§ Activity: Summarize the article below on children's mental health during the return to school in three sentences.

───── Extract ─────

We’ve all been through a change because of COVID-19. For months, families adjusted to sharing the same space for work and school. Now, change is happening again as more children have returned to the classroom.
Like adults, many children are coping with stress and grief caused by the pandemic.
Dr. Diane Mageau, a pediatrician at Central Florida Health Care, reminds parents and caregivers to have a conversation with their children about anxiety or depression due to being in a new environment. Dr. Mageau says mental health is just as important as our physical health.
It’s essential to be mindful of your child’s behavior during the school year. Signs of distress include mood changes, behavioral changes, loss of interest in activities, difficulties in sleeping, changes in appetite, loss of concentration, less interest in schoolwork, change in appearance, increase in reckless behavior, and suicidal thoughts. Make sure to address these changes with your child and their pediatrician.
Practicing gratitude with our families each day can have a positive impact on dealing with stressful situations. Some studies show gratitude can improve sleep quality. Discuss something good that happened during the day, what you are grateful for, or how to help others.
Self-care, exercising, and eating healthy also aid in coping with stress. Making time to unwind has so many advantages and connecting with our children is even more productive.
Remember, you or your child don’t have to face anxiety alone. Pediatricians serve as a guide and helpful listener on health and wellbeing.

───── Data for analysis ─────

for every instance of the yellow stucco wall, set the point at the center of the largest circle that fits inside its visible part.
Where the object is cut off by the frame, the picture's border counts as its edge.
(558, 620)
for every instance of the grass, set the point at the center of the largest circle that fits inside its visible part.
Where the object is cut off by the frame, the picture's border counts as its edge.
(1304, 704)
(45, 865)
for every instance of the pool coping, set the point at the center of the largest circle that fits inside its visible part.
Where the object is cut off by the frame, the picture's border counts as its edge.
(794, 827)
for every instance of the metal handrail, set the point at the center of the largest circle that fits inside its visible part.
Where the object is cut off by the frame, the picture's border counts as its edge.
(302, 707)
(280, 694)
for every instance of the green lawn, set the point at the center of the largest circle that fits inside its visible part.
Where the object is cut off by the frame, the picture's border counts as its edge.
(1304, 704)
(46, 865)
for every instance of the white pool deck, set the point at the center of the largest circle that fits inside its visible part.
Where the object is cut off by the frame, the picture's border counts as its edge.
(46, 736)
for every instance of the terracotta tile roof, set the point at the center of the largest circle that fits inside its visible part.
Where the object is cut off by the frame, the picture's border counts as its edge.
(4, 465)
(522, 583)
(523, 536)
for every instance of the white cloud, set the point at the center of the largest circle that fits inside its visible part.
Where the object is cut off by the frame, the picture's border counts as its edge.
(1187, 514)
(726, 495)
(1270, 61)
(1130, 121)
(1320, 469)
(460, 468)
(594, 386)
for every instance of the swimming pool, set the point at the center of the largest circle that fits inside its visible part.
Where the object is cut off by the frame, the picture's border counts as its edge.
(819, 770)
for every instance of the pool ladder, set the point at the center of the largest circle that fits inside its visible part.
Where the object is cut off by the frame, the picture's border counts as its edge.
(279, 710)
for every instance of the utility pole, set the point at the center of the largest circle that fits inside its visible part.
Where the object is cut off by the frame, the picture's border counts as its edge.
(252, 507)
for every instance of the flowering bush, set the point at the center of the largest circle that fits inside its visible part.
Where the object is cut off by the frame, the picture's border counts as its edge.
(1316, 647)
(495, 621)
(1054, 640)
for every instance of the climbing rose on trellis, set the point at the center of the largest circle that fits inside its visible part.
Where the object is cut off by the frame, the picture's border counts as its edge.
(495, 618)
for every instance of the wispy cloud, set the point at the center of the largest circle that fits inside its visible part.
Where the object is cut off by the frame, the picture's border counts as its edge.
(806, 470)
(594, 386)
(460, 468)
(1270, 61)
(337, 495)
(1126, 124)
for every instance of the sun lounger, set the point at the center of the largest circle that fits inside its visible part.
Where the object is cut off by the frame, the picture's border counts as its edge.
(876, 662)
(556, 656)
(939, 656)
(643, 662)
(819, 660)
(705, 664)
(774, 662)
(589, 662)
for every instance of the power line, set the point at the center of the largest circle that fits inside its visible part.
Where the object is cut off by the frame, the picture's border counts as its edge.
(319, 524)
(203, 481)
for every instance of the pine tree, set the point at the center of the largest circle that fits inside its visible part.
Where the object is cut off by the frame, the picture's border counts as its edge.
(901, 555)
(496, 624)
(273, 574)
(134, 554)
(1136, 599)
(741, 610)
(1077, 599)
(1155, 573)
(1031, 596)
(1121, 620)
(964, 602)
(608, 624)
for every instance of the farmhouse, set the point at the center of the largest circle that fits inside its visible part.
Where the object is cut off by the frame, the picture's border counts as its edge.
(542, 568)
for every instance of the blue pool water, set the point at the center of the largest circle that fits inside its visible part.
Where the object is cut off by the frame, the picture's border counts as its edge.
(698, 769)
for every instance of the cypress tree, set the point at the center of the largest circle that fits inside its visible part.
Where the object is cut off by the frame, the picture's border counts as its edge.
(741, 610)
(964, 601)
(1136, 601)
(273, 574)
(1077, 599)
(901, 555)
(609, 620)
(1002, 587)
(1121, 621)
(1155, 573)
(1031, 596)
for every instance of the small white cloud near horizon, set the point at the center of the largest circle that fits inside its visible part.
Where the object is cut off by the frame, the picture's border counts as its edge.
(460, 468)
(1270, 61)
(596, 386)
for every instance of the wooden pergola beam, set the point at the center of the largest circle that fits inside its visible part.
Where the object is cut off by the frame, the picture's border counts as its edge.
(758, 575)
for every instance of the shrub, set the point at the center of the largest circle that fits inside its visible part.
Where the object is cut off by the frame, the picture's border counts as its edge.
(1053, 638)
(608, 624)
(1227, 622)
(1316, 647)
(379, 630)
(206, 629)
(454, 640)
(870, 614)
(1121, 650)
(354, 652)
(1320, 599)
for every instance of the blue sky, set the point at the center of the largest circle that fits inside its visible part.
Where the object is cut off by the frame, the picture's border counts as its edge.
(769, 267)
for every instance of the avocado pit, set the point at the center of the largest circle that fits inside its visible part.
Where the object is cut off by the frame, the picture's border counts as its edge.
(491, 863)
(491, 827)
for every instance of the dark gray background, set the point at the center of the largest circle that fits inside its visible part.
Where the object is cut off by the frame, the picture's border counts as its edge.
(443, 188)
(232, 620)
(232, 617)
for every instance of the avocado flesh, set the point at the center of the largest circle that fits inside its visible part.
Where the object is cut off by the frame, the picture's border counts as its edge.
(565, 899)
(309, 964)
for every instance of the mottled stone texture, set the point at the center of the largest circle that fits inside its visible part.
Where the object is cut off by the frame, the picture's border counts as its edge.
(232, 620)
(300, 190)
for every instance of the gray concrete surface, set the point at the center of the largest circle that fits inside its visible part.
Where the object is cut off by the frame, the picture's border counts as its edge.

─────

§ Exercise response: As more children return to the classroom after months of pandemic change, many are coping with stress and grief, and pediatrician Dr. Diane Mageau reminds parents and caregivers to talk with them about anxiety or depression, noting that mental health is as important as physical health. Parents should watch for signs of distress such as mood and behavioral changes, sleep difficulties, appetite changes, loss of interest or concentration, reckless behavior, and suicidal thoughts, and address them with the child and their pediatrician. Practicing gratitude as a family each day, along with self-care, exercise, and healthy eating, helps with stress, and pediatricians can serve as a guide and listener so that no one faces anxiety alone.